▶ **What the exercise asks**
Reprint the entries without altering anything.

[Stored data]
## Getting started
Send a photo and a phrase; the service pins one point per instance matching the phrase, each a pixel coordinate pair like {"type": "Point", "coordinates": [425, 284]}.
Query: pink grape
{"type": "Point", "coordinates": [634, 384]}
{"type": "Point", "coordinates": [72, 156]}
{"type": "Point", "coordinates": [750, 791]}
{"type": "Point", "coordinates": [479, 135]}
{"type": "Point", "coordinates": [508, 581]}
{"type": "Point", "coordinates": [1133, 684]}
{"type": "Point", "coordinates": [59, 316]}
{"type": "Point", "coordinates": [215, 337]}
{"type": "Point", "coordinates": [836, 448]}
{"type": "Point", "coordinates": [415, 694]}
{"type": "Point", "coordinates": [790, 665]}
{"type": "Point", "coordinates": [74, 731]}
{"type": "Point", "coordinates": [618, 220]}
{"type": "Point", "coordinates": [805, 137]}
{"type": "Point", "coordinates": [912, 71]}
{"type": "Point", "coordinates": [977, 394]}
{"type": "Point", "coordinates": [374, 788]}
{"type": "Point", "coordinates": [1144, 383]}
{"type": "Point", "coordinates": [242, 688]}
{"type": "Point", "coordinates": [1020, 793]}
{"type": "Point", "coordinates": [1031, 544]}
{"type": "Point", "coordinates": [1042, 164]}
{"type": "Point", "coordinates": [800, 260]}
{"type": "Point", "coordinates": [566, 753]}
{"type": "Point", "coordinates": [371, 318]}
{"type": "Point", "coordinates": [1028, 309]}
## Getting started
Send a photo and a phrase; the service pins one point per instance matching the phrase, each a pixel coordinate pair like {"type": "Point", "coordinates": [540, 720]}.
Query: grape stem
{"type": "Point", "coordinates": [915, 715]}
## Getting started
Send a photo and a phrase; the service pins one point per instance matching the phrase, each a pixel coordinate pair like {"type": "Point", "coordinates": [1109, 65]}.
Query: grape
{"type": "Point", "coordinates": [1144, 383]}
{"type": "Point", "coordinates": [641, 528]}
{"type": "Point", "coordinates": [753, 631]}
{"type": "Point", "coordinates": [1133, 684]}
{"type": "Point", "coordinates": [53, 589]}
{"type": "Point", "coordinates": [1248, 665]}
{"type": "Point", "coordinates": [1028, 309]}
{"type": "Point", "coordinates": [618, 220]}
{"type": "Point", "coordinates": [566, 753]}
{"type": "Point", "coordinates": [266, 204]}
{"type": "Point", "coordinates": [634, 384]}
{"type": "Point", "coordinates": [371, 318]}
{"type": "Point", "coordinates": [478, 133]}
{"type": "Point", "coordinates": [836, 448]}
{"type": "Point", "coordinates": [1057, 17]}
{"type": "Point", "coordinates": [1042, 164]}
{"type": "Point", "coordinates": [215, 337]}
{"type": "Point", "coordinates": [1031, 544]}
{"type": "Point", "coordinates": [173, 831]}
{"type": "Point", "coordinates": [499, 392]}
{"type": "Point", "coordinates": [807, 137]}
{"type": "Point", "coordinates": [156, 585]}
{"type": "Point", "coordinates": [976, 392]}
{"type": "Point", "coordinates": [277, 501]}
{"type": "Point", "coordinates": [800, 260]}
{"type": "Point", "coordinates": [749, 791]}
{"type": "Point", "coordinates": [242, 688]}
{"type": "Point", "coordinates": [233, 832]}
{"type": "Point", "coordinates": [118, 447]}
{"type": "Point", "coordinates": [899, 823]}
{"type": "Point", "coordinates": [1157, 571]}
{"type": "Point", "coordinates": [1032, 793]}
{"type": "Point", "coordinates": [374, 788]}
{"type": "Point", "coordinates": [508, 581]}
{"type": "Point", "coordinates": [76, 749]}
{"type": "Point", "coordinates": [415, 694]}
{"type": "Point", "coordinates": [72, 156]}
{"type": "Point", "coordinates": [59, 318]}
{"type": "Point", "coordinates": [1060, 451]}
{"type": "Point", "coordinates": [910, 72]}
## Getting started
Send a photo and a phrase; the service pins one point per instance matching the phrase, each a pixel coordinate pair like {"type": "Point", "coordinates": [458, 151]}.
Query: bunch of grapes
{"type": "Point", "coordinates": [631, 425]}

▶ **Solution for this exercise**
## Getting started
Send a photo and a phrase; the service pins one point per instance matching the phrase, each a pixel coordinate pair like {"type": "Point", "coordinates": [425, 284]}.
Query: pink grape
{"type": "Point", "coordinates": [634, 384]}
{"type": "Point", "coordinates": [72, 156]}
{"type": "Point", "coordinates": [750, 791]}
{"type": "Point", "coordinates": [479, 135]}
{"type": "Point", "coordinates": [508, 581]}
{"type": "Point", "coordinates": [1133, 684]}
{"type": "Point", "coordinates": [59, 316]}
{"type": "Point", "coordinates": [215, 337]}
{"type": "Point", "coordinates": [836, 448]}
{"type": "Point", "coordinates": [415, 694]}
{"type": "Point", "coordinates": [790, 665]}
{"type": "Point", "coordinates": [74, 731]}
{"type": "Point", "coordinates": [618, 220]}
{"type": "Point", "coordinates": [805, 137]}
{"type": "Point", "coordinates": [912, 71]}
{"type": "Point", "coordinates": [977, 394]}
{"type": "Point", "coordinates": [374, 788]}
{"type": "Point", "coordinates": [1144, 383]}
{"type": "Point", "coordinates": [242, 688]}
{"type": "Point", "coordinates": [1020, 793]}
{"type": "Point", "coordinates": [1031, 544]}
{"type": "Point", "coordinates": [1042, 164]}
{"type": "Point", "coordinates": [800, 260]}
{"type": "Point", "coordinates": [566, 753]}
{"type": "Point", "coordinates": [371, 318]}
{"type": "Point", "coordinates": [1028, 309]}
## Getting started
Send a photo and a phrase; the service pins one point per instance matching the phrase, each a pixel coordinate pair like {"type": "Point", "coordinates": [540, 720]}.
Query: grape stem
{"type": "Point", "coordinates": [915, 715]}
## Getting started
Send a photo and a phrase; the service pins one point per instance matching the phrase, each a pixel coordinate pair like {"type": "Point", "coordinates": [1109, 65]}.
Query: grape
{"type": "Point", "coordinates": [1144, 383]}
{"type": "Point", "coordinates": [641, 528]}
{"type": "Point", "coordinates": [753, 631]}
{"type": "Point", "coordinates": [1133, 684]}
{"type": "Point", "coordinates": [53, 589]}
{"type": "Point", "coordinates": [1248, 665]}
{"type": "Point", "coordinates": [1028, 309]}
{"type": "Point", "coordinates": [618, 220]}
{"type": "Point", "coordinates": [566, 753]}
{"type": "Point", "coordinates": [266, 204]}
{"type": "Point", "coordinates": [634, 384]}
{"type": "Point", "coordinates": [371, 318]}
{"type": "Point", "coordinates": [478, 133]}
{"type": "Point", "coordinates": [836, 448]}
{"type": "Point", "coordinates": [1057, 17]}
{"type": "Point", "coordinates": [1042, 164]}
{"type": "Point", "coordinates": [215, 337]}
{"type": "Point", "coordinates": [1031, 544]}
{"type": "Point", "coordinates": [173, 831]}
{"type": "Point", "coordinates": [499, 392]}
{"type": "Point", "coordinates": [807, 137]}
{"type": "Point", "coordinates": [156, 585]}
{"type": "Point", "coordinates": [976, 392]}
{"type": "Point", "coordinates": [277, 501]}
{"type": "Point", "coordinates": [800, 260]}
{"type": "Point", "coordinates": [749, 791]}
{"type": "Point", "coordinates": [242, 688]}
{"type": "Point", "coordinates": [233, 832]}
{"type": "Point", "coordinates": [118, 447]}
{"type": "Point", "coordinates": [899, 823]}
{"type": "Point", "coordinates": [1157, 571]}
{"type": "Point", "coordinates": [1032, 793]}
{"type": "Point", "coordinates": [374, 788]}
{"type": "Point", "coordinates": [508, 581]}
{"type": "Point", "coordinates": [76, 749]}
{"type": "Point", "coordinates": [415, 694]}
{"type": "Point", "coordinates": [72, 156]}
{"type": "Point", "coordinates": [59, 318]}
{"type": "Point", "coordinates": [1060, 451]}
{"type": "Point", "coordinates": [910, 72]}
## Getting started
Send a photo and a phrase; the service pins one point per instance matching the phrase, each a pixel coordinate pair like {"type": "Point", "coordinates": [458, 151]}.
Query: bunch of grapes
{"type": "Point", "coordinates": [631, 425]}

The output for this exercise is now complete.